_Task to complete_. Give back exactly the lines from the beginning of the listing below to the line holding "point(255, 276)", both ends included; the pictures stay out.

_Data provided_.
---*---
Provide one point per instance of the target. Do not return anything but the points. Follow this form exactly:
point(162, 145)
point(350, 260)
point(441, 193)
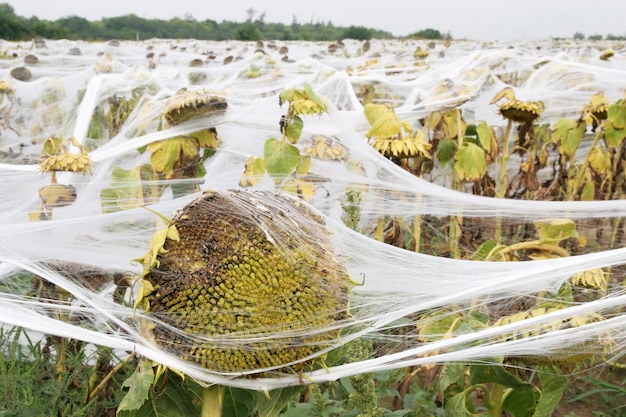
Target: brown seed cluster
point(252, 283)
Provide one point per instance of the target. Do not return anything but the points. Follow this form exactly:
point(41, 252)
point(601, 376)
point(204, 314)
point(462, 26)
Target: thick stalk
point(571, 194)
point(502, 186)
point(497, 394)
point(212, 401)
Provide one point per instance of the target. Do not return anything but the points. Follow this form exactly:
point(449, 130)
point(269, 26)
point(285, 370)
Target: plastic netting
point(68, 257)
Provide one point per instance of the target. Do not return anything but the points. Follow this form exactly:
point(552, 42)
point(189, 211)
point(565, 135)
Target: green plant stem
point(212, 401)
point(504, 161)
point(106, 379)
point(497, 395)
point(583, 169)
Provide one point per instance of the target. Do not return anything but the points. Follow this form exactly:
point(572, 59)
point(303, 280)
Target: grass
point(35, 382)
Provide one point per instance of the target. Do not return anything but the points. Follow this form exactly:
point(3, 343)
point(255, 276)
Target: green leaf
point(617, 114)
point(127, 190)
point(445, 151)
point(303, 165)
point(438, 325)
point(459, 406)
point(553, 384)
point(484, 134)
point(470, 164)
point(207, 138)
point(314, 97)
point(139, 384)
point(272, 404)
point(281, 158)
point(555, 230)
point(568, 133)
point(521, 403)
point(237, 402)
point(178, 399)
point(294, 129)
point(384, 121)
point(496, 374)
point(451, 374)
point(165, 154)
point(483, 251)
point(253, 172)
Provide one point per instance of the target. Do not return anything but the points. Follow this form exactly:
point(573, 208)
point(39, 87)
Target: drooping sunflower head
point(57, 156)
point(251, 283)
point(516, 110)
point(186, 105)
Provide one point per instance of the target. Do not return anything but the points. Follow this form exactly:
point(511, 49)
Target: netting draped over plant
point(265, 155)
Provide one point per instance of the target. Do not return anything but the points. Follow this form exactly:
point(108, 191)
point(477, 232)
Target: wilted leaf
point(588, 191)
point(591, 278)
point(57, 195)
point(207, 138)
point(600, 160)
point(178, 399)
point(568, 133)
point(485, 136)
point(385, 123)
point(555, 230)
point(506, 92)
point(281, 158)
point(294, 129)
point(139, 384)
point(253, 172)
point(470, 162)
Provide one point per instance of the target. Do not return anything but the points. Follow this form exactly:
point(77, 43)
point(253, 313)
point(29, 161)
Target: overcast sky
point(474, 19)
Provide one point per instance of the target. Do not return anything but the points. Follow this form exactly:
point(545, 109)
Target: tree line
point(132, 27)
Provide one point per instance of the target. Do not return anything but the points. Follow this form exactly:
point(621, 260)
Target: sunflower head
point(186, 105)
point(251, 282)
point(516, 110)
point(57, 156)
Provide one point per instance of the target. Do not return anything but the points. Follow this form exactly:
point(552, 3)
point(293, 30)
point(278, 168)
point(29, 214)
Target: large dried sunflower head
point(186, 105)
point(250, 283)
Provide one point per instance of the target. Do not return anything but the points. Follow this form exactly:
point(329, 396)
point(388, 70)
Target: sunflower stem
point(504, 160)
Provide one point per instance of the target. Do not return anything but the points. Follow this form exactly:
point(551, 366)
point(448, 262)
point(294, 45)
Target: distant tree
point(357, 32)
point(12, 27)
point(429, 33)
point(77, 27)
point(611, 37)
point(248, 32)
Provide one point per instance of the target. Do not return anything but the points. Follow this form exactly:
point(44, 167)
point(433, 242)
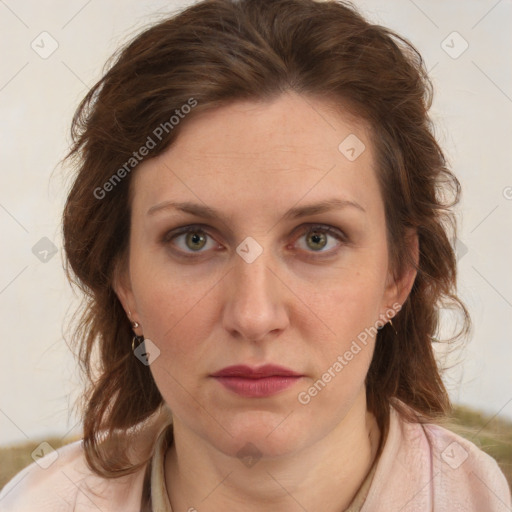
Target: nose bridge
point(254, 306)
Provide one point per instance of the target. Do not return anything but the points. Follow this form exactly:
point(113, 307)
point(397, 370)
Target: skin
point(291, 306)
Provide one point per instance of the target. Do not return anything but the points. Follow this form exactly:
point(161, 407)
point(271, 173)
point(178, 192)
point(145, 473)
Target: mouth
point(258, 382)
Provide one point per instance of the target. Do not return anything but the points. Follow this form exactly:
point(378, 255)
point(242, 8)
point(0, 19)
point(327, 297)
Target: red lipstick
point(266, 380)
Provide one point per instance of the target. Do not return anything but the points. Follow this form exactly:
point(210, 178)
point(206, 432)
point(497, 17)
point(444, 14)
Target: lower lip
point(265, 386)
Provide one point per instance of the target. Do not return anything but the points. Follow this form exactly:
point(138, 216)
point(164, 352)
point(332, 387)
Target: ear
point(399, 286)
point(122, 287)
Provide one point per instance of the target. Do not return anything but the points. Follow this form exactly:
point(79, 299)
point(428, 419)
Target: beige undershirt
point(160, 497)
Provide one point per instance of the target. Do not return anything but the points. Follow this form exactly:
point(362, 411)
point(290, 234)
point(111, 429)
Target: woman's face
point(250, 285)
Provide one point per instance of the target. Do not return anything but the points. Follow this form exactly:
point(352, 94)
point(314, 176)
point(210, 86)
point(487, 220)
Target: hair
point(212, 54)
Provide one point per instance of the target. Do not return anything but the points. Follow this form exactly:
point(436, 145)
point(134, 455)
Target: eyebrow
point(293, 213)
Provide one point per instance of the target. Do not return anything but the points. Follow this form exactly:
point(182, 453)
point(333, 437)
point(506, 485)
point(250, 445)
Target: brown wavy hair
point(217, 52)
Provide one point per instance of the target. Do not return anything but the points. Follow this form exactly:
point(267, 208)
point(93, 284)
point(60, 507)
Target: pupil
point(317, 238)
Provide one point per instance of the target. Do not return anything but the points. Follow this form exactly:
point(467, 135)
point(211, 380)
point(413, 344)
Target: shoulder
point(426, 467)
point(61, 481)
point(463, 467)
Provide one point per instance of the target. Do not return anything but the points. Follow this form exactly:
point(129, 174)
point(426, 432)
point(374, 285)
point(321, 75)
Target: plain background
point(472, 112)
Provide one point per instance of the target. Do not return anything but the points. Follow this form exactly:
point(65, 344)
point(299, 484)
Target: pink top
point(422, 468)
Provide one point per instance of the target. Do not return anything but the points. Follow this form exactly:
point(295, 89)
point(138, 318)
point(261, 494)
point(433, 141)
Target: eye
point(194, 238)
point(317, 238)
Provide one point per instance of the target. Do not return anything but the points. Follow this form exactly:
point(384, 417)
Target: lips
point(261, 382)
point(267, 370)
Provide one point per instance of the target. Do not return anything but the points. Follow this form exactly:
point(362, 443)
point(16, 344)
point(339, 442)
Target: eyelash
point(308, 229)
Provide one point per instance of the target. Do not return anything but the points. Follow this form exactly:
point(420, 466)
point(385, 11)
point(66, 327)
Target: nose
point(255, 307)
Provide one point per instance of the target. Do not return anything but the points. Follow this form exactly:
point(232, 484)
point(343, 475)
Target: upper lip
point(267, 370)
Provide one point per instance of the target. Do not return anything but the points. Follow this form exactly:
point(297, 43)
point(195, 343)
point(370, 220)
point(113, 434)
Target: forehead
point(262, 154)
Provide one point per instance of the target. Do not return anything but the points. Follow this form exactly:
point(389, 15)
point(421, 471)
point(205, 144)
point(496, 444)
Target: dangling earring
point(138, 340)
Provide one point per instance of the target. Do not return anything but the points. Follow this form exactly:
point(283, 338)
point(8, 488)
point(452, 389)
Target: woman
point(258, 224)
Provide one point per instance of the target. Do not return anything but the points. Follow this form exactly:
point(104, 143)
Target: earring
point(138, 340)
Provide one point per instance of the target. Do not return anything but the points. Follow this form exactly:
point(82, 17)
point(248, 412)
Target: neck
point(328, 472)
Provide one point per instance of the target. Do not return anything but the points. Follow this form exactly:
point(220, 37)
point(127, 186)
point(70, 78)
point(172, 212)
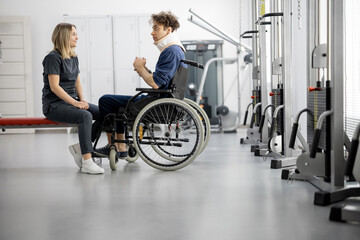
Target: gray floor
point(226, 193)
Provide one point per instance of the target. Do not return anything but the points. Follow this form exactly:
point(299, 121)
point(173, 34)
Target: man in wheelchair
point(172, 52)
point(166, 134)
point(162, 131)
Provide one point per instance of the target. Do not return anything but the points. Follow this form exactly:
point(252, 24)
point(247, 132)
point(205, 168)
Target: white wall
point(45, 14)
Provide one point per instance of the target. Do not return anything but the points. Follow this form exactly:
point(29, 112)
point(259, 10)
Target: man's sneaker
point(104, 151)
point(88, 166)
point(76, 152)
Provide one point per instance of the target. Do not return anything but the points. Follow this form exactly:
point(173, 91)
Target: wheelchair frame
point(168, 133)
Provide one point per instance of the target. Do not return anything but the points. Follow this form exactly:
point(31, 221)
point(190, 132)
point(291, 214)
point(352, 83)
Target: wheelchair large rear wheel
point(172, 127)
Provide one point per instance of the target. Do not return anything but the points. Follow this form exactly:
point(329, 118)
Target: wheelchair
point(165, 129)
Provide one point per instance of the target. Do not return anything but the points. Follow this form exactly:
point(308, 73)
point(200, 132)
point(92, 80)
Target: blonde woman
point(63, 100)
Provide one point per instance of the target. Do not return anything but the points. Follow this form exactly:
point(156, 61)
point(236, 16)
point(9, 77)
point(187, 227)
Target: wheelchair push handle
point(193, 63)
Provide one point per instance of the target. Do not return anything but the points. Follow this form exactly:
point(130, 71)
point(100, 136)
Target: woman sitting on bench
point(63, 99)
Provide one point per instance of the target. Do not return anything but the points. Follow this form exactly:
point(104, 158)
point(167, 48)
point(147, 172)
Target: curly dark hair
point(167, 19)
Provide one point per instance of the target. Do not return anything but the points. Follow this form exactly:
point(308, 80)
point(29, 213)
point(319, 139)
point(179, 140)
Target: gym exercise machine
point(229, 121)
point(323, 165)
point(281, 96)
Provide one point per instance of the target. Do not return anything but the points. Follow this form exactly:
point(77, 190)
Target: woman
point(63, 99)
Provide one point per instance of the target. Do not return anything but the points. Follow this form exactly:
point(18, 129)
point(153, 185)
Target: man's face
point(159, 31)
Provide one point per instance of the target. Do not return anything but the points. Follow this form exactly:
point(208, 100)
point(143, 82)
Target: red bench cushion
point(27, 121)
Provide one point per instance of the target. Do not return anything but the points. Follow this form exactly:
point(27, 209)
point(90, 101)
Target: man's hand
point(139, 63)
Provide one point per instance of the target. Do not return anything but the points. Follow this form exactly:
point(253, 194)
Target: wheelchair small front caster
point(132, 154)
point(113, 158)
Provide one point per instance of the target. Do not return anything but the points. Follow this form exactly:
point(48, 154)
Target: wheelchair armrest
point(151, 90)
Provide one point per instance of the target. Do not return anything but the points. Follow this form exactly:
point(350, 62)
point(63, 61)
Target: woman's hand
point(81, 104)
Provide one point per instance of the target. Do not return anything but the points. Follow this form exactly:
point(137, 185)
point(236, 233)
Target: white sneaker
point(88, 166)
point(76, 152)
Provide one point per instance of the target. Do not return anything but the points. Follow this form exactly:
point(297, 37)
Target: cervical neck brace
point(168, 40)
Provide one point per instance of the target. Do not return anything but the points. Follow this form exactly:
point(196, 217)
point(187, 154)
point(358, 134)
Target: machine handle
point(272, 128)
point(262, 120)
point(352, 155)
point(279, 14)
point(248, 32)
point(245, 118)
point(293, 135)
point(193, 63)
point(252, 120)
point(315, 143)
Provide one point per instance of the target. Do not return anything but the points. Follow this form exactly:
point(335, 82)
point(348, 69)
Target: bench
point(30, 122)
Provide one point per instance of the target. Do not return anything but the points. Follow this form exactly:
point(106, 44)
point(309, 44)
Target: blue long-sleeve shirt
point(168, 63)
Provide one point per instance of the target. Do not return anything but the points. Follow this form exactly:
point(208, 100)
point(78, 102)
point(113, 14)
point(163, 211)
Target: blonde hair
point(61, 40)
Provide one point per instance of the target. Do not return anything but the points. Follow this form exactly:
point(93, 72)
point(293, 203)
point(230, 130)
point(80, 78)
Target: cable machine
point(229, 121)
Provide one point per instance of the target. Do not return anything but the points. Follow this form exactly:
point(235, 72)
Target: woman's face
point(159, 31)
point(73, 37)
---*---
_Result of this task_.
Provide one point per instance of the target. Do not return anything but the points. Follow this form exactly:
point(162, 145)
point(350, 260)
point(441, 193)
Target: brown seed cluster
point(252, 283)
Provide one point per instance of the target. Do not return anything but the points. Follow this form exactly:
point(41, 252)
point(601, 376)
point(204, 314)
point(462, 26)
Target: thick stalk
point(571, 194)
point(502, 186)
point(497, 394)
point(212, 401)
Provide one point per instance of the target. Do not return anything but the points. Follow this form exactly:
point(449, 130)
point(269, 26)
point(285, 370)
Target: plastic netting
point(68, 257)
Provide one point per instance of the target. Do not return anything but the points. Follow this form exactly:
point(552, 42)
point(189, 211)
point(565, 135)
Target: green plant stem
point(212, 401)
point(504, 161)
point(106, 379)
point(497, 395)
point(583, 169)
Provide one point per instance of the target. Do not return anything but the points. Follow this form exactly:
point(572, 59)
point(303, 280)
Target: grass
point(35, 382)
Provide one point per instance of the target. Do not return anything but the points. Follow this form exactly:
point(3, 343)
point(255, 276)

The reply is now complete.